### ACTION ITEM
Report each line from the data below that holds the word "rear".

### THE DATA
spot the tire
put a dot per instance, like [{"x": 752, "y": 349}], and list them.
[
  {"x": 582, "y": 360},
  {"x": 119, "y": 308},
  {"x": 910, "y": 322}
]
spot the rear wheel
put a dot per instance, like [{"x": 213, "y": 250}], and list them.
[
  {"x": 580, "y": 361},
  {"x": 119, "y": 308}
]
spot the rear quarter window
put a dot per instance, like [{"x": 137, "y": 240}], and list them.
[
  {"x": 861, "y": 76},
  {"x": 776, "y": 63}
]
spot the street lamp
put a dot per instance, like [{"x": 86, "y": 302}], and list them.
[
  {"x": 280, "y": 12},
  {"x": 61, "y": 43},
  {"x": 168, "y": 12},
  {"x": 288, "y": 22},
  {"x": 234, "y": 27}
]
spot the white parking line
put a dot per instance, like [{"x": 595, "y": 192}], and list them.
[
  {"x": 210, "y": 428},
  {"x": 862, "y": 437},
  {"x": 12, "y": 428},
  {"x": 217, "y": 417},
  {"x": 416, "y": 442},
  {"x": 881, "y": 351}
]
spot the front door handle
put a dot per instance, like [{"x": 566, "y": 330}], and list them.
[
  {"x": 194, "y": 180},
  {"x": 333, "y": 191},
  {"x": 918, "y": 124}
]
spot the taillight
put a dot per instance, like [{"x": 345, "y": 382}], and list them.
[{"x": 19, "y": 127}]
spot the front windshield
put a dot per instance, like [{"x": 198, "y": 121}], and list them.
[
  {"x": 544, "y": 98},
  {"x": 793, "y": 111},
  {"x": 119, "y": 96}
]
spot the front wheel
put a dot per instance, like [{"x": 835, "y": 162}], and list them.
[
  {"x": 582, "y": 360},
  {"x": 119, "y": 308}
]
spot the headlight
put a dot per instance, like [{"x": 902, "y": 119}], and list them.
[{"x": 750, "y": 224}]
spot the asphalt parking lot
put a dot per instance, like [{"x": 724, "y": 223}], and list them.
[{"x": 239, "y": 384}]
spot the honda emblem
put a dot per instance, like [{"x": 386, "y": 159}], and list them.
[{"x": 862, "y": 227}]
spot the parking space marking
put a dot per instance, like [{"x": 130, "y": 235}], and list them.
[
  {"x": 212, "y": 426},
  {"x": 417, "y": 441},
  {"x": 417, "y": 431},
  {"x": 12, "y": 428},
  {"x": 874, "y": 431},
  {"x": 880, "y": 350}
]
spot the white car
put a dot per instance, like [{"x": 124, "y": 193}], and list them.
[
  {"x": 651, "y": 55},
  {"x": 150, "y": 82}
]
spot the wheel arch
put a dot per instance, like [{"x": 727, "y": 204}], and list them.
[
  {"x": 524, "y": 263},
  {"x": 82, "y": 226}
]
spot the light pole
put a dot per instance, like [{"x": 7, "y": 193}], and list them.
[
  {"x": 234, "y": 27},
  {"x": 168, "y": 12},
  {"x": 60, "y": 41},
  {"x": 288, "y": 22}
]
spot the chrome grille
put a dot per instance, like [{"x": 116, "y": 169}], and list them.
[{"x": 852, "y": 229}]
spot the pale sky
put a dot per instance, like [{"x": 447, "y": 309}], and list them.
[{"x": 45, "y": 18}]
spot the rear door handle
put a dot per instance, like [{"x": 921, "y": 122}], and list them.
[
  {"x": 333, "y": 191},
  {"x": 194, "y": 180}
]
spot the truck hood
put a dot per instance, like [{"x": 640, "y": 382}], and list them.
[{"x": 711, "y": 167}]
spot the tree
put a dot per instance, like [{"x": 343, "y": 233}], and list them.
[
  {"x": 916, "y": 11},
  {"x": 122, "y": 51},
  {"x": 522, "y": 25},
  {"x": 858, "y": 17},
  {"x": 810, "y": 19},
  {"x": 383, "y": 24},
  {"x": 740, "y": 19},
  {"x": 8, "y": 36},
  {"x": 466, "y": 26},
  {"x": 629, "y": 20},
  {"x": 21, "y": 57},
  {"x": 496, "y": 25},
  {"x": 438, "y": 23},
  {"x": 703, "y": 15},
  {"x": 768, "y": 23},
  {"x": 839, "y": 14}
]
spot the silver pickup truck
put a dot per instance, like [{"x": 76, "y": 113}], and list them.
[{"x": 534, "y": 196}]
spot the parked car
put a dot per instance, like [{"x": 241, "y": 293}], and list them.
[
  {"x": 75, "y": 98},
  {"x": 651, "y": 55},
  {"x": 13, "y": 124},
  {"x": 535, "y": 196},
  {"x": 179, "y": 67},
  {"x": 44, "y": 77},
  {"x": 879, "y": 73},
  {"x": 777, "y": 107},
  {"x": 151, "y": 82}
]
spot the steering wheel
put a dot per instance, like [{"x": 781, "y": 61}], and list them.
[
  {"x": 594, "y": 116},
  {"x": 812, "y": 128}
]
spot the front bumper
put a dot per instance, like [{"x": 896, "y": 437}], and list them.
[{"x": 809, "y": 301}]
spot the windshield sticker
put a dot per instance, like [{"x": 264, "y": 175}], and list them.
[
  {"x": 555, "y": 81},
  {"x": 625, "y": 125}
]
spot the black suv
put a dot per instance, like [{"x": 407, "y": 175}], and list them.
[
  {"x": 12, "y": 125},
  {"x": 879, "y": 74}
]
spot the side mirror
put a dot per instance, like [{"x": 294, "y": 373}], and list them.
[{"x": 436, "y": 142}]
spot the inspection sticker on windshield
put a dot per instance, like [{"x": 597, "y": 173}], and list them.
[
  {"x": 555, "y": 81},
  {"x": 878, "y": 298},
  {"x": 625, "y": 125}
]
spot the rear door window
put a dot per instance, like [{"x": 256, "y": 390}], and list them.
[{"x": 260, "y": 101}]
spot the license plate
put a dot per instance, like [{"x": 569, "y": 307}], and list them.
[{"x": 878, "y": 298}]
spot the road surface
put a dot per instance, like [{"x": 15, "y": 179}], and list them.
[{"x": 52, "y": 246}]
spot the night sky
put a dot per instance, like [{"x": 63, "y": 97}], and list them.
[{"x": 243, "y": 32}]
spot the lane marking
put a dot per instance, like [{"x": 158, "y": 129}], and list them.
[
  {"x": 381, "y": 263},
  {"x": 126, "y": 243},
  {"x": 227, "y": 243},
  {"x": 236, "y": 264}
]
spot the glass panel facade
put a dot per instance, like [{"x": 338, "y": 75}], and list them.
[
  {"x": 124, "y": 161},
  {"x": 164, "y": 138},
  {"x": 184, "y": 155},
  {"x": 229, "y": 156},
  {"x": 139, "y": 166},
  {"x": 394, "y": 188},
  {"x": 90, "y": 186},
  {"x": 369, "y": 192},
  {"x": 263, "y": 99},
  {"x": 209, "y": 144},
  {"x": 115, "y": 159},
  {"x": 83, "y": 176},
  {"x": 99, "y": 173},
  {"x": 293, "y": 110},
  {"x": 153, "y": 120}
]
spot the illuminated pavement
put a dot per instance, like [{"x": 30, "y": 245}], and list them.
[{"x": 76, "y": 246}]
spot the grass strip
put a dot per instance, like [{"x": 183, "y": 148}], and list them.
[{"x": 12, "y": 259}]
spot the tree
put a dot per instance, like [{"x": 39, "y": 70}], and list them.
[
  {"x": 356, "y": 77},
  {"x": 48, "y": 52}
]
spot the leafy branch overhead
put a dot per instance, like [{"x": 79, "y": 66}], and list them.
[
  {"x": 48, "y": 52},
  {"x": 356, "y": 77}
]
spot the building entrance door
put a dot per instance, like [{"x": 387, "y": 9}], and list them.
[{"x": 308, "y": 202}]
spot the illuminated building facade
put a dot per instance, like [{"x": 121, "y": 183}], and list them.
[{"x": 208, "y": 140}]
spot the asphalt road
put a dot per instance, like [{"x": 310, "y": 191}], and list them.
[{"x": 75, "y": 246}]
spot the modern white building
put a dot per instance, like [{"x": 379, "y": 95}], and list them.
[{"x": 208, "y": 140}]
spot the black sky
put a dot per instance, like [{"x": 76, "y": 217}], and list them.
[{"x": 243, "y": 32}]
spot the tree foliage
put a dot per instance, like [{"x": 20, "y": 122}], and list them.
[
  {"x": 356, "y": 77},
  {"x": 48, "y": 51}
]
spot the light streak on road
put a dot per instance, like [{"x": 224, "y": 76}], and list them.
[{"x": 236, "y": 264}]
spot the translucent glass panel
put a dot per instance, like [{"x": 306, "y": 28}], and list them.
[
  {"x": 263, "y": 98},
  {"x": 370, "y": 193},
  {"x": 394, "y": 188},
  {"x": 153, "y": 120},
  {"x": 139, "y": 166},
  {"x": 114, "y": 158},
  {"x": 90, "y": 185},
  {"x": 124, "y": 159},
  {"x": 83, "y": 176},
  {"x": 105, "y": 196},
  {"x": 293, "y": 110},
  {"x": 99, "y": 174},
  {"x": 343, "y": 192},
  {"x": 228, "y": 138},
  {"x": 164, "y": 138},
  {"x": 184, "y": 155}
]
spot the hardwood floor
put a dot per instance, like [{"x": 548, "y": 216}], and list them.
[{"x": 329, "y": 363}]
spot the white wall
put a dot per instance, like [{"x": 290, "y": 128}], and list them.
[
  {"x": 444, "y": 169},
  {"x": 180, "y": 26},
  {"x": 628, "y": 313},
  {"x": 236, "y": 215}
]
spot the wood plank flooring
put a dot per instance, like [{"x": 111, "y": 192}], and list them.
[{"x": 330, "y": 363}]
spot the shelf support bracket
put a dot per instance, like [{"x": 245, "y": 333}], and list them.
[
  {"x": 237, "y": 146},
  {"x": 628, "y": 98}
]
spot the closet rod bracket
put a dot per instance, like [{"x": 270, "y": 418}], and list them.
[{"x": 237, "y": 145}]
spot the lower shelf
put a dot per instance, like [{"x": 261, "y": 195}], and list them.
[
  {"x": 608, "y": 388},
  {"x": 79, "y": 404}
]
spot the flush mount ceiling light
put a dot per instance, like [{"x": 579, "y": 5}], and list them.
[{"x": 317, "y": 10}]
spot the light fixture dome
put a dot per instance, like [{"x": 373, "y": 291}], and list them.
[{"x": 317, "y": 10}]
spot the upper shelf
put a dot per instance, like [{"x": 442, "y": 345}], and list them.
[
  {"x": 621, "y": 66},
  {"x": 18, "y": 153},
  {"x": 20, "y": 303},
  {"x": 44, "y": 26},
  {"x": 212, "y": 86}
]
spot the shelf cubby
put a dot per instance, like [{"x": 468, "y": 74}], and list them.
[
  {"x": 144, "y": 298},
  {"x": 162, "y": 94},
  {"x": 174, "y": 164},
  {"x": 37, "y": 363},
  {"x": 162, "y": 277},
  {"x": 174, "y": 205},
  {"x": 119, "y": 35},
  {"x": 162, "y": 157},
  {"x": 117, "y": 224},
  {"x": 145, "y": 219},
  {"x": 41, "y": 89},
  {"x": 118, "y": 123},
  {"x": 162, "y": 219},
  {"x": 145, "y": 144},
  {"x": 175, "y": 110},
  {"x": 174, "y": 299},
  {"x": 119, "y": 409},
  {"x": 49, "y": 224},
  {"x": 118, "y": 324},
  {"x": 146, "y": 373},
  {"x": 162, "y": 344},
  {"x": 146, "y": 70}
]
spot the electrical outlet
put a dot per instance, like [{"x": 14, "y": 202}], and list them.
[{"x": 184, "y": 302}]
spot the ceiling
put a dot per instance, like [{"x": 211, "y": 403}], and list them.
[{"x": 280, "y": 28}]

### THE ANSWER
spot the rear wheel
spot the rear quarter window
spot the rear door handle
spot the rear door window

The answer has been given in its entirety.